▶ _DOCUMENT TEXT_
○ ○ ○ ○ ○ ○ ○

Location
- Reigate Road Ewell, Epsom, Surrey, KT17 3DS England

Information
- Type: General Further Education College
- Department for Education URN: 130822 Tables
- Ofsted: Reports
- Principal: Julie Kapsalis
- Gender: Mixed
- Age: 16+
- Enrolment: 2,000 under-19s, 2,500 adults and HE (2018/9)
- Website: https://www.nescot.ac.uk

= North East Surrey College of Technology =

The North East Surrey College Of Technology (NESCOT) is a large further education and higher education college in Epsom and Ewell, Surrey, England that began as Ewell Technical College in the 1950s.

==Facilities==
Nescot has specialist practical facilities including a construction department on site with trade specific workshops for Bricklaying, Plumbing, Carpentry, Electrical Installation and Plastering. Performance and Media have dance studios, recording facilities, dark rooms and a Mac suite. The college also has two theatres, one traditional with tiered seating which was used by Kingswood House School in their production of Peter Pan in February 2016, it was the first time the theatre had ever been used with flying as part of a production and a modern performance space. Other curriculum areas are supported with a beauty salon, onsite nursery, labs, an Animal Care Centre, Student Advice Centre, Learning Resource Centre - and an Osteopathy clinic.

The college sports centre, gym, salon, nursery and playing fields are open to the general public.

==Structure and organisation==
The college is governed by The Nescot Further Education Corporation.

○ ○ ○ ○ ○ ○ ○

▶ _PROBLEMS AND TASKS_
(a) Could you print everything in the NESCOT article from "Information" down to "and HE (2018/9)", word for word?
(b) How does the article on North East Surrey College of Technology go on after its last sentence? Write the continuation.

▶ _INPUT DATA_
○ ○ ○ ○ ○ ○ ○

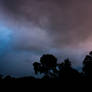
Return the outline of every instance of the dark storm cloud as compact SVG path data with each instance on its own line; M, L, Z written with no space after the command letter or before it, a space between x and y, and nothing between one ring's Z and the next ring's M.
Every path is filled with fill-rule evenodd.
M90 0L3 0L3 5L15 19L47 29L55 46L77 45L92 34Z

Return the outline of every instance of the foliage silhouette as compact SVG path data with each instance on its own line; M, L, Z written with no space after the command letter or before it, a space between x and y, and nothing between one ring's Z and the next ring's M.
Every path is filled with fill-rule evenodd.
M51 54L45 54L40 58L40 62L33 63L35 74L44 74L42 78L35 78L32 76L14 78L6 76L3 78L0 75L1 80L88 80L92 79L92 51L84 58L82 72L74 69L69 59L65 59L62 63L57 62L57 58Z
M92 51L83 61L83 73L86 78L92 78Z

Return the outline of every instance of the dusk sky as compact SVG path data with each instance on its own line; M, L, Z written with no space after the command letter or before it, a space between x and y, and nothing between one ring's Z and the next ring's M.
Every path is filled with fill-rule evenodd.
M91 0L0 0L1 74L34 75L46 53L80 67L91 50Z

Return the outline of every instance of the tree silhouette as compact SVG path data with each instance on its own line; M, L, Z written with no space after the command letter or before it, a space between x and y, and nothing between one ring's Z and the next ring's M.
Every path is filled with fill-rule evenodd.
M92 51L83 61L83 73L86 77L92 77Z
M44 73L46 77L54 77L57 66L57 58L53 55L46 54L40 58L40 63L35 62L33 64L35 73Z

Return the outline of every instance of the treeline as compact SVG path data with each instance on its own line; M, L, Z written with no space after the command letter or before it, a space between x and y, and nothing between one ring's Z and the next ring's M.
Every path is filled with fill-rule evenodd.
M84 58L82 72L74 69L69 59L62 63L57 62L53 55L46 54L40 58L40 62L33 63L35 74L43 74L42 78L23 77L13 78L0 75L0 80L91 80L92 79L92 51Z

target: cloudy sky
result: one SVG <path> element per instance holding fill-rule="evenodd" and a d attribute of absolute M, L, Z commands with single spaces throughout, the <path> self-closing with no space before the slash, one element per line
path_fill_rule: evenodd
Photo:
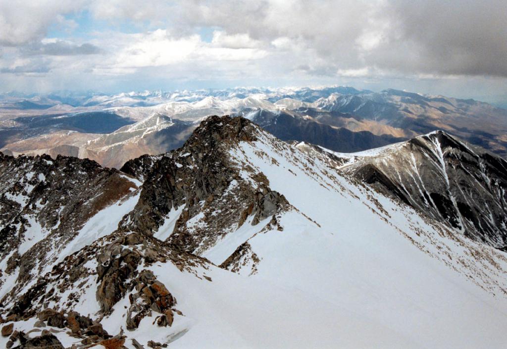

○ ○ ○ ○ ○ ○ ○

▶ _RESULTS IN ORDER_
(a)
Information
- Type: General Further Education College
- Department for Education URN: 130822 Tables
- Ofsted: Reports
- Principal: Julie Kapsalis
- Gender: Mixed
- Age: 16+
- Enrolment: 2,000 under-19s, 2,500 adults and HE (2018/9)

(b)
==Academic profile==
As of 2018-2019 the college drew around 5,000 students from the local community, nationally and overseas.

In addition to the traditional further education college subjects, the college offers distance learning, and customised training programmes for businesses.

===Higher education===
The college offers higher education in Animal Care, Osteopathy, Computing, Teaching, and counselling, among others.

===Software training===
The school is recognised as an Apple Authorised Training Centre and holds academy status with Cisco Systems, Microsoft, and Oracle as a specialist training provider.

===Performance===
A 2016 Ofsted inspection assessed the school overall as Grade 2 (good), with Grade 1 (outstanding) in several areas.

==Notable alumni==

- David Bellamy, author, broadcaster, environmental campaigner and botanist
- Frank Hampson cartoonist
- Jaden Ladega, actor
- Anthoni Salim, businessman, investor, and money manager
- Prof. Peter Saville, psychologist
- Joe Wicks, fitness coach
- Dr. Jane Wilson-Howarth, author
- Jimmy Page, musician

==Honorary Fellows of the College==
- Yvonne Spencer
- Val Neame
- Dee Mathieson, radiotherapy innovator
- Daniel Addo
- Jane Wilson-Howarth
- Paul Nicholson (darts player)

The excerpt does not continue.